续写下面这篇讲在Kind集群中模拟NFD和GFD节点标签的文章，从最后一行之后接着写。

+++ 原文节选 +++

Warning Failed 3s (x5 over 2m51s) kubelet Failed to pull image "docker.io/volcanosh/vc-webhook-manager:v1.11.2": failed to pull and unpack image "docker.io/volcanosh/vc-webhook-manager:v1.11.2": failed to resolve reference "docker.io/volcanosh/vc-webhook-manager:v1.11.2": failed to do request: Head "https://registry-1.docker.io/v2/volcanosh/vc-webhook-manager/manifests/v1.11.2": proxyconnect tcp: dial tcp 127.0.0.1:7890: connect: connection refused
Warning Failed 3s (x5 over 2m51s) kubelet Error: ErrImagePull

这是因为在创建Kind集群的时候会将当前的环境变量全部复制到集群中,特别是拉取镜像时。解决这个方法是新开不带代理环境变量的终端,删除集群后再新建集群。

模拟NFD&GFD标签

Volcano安装完成后,我们需要模拟节点特征发现(Node Feature DiscoveryNFD)和GPU特征发现(GPU Feature DiscoveryGFD)的标签。在真实集群中,这些标签会由NFDGFD自动发现并添加到节点上,但在我们的模拟环境中,需要手动添加这些标签。这些标签将用于让调度器识别不同节点的硬件特性,便于进行精准调度:

关于NFD&GFD的介绍请参考我另一篇文章:NFD&GFD技术介绍

模拟标签脚本

kind-label.sh
#!/bin/sh

# 设置颜色输出
GREEN='\033[0;32m'
YELLOW='\033[1;33m'
NC='\033[0m' # No Color

echo "${GREEN}开始为Kind集群节点添加NFD和GFD标签...${NC}"

# 确保脚本有执行权限
chmod +x "$0"

# 检查kubectl是否可用
if ! command -v kubectl &> /dev/null; then
echo "错误: kubectl命令未找到,请确保已安装kubectl并配置正确"
exit 1
fi

# 检查集群连接
if ! kubectl cluster-info &> /dev/null; then
echo "错误: 无法连接到Kubernetes集群,请确保集群已启动"
exit 1
fi

# 等待所有节点就绪
echo "等待所有节点就绪..."
kubectl wait --for=condition=Ready nodes --all --timeout=300s

# 获取工作节点列表
WORKER_NODES=($(kubectl get nodes --no-headers | grep -v control-plane | awk '{print $1}'))

if [ ${#WORKER_NODES[@]} -ne 3 ]; then
echo "警告: 预期有3个工作节点,但实际找到 ${#WORKER_NODES[@]} 个"
fi

echo "${YELLOW}找到以下工作节点:${NC}"
for node in "${WORKER_NODES[@]}"; do
echo " - $node"

+++ 数据 +++

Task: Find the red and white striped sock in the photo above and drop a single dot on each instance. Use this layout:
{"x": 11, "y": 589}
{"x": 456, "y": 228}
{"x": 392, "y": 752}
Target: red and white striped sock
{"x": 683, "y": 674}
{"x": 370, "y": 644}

+++
+++ 数据 +++

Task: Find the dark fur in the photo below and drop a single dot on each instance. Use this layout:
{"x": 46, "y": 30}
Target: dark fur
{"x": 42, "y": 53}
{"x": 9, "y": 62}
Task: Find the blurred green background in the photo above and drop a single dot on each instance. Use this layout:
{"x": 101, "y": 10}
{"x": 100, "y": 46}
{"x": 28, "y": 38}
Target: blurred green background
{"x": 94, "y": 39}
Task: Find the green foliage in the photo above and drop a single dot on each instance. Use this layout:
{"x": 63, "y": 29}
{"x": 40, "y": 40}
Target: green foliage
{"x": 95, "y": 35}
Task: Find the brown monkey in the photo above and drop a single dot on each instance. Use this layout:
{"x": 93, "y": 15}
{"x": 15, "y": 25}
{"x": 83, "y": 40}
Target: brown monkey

+++
+++ 数据 +++

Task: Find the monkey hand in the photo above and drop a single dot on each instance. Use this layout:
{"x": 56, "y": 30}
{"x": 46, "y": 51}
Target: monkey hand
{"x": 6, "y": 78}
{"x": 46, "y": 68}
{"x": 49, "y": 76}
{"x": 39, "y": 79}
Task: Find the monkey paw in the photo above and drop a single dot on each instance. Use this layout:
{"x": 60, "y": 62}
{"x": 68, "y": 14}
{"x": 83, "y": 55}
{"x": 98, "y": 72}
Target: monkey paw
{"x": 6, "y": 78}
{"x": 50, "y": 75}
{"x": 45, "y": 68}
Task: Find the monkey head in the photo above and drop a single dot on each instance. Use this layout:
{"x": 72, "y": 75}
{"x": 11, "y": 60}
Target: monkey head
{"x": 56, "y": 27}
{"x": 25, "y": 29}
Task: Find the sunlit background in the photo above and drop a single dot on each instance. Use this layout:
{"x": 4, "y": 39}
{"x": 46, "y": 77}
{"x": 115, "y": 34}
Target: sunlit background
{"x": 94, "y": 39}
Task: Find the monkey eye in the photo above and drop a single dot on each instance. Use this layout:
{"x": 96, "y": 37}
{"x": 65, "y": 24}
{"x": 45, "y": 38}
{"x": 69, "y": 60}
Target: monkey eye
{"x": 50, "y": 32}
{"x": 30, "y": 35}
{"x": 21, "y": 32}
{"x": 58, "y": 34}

+++

**结果**
done

# 为每个节点添加标签
# 如果没有足够的工作节点,则退出
if [ ${#WORKER_NODES[@]} -lt 3 ]; then
echo "${YELLOW}错误: 需要至少3个工作节点,但只找到 ${#WORKER_NODES[@]}${NC}"
exit 1
fi

# 节点1: 模拟A100 GPU节点
echo "${GREEN}为节点 ${WORKER_NODES[0]} 添加NFD和GFD标签 (A100 GPU)...${NC}"

# NFD标签 - CPU相关
kubectl label node ${WORKER_NODES[0]} \
feature.node.kubernetes.io/cpu-model.vendor_id=GenuineIntel \
feature.node.kubernetes.io/cpu-model.family=6 \
feature.node.kubernetes.io/cpu-model.id=85 \
feature.node.kubernetes.io/cpu-cpuid.AVX=true \
feature.node.kubernetes.io/cpu-cpuid.AVX2=true \
feature.node.kubernetes.io/cpu-cpuid.AVX512F=true \
feature.node.kubernetes.io/cpu-cpuid.AMXBF16=true \
feature.node.kubernetes.io/cpu-cpuid.AMXINT8=true \
feature.node.kubernetes.io/cpu-hardware_multithreading=true \
feature.node.kubernetes.io/cpu-pstate.status=active \
feature.node.kubernetes.io/cpu-pstate.turbo=true \
feature.node.kubernetes.io/cpu-pstate.scaling_governor=performance \
feature.node.kubernetes.io/cpu-cstate.enabled=true \
--overwrite

# NFD标签 - 内核相关
kubectl label node ${WORKER_NODES[0]} \
feature.node.kubernetes.io/kernel-version.full=5.15.0-76-generic \
feature.node.kubernetes.io/kernel-version.major=5 \
feature.node.kubernetes.io/kernel-version.minor=15 \
feature.node.kubernetes.io/kernel-version.revision=0 \
--overwrite

# NFD标签 - 内存相关
kubectl label node ${WORKER_NODES[0]} \
feature.node.kubernetes.io/memory-numa=true \
feature.node.kubernetes.io/memory-nv.present=true \
--overwrite

# NFD标签 - PCI设备相关 (NVIDIA GPU)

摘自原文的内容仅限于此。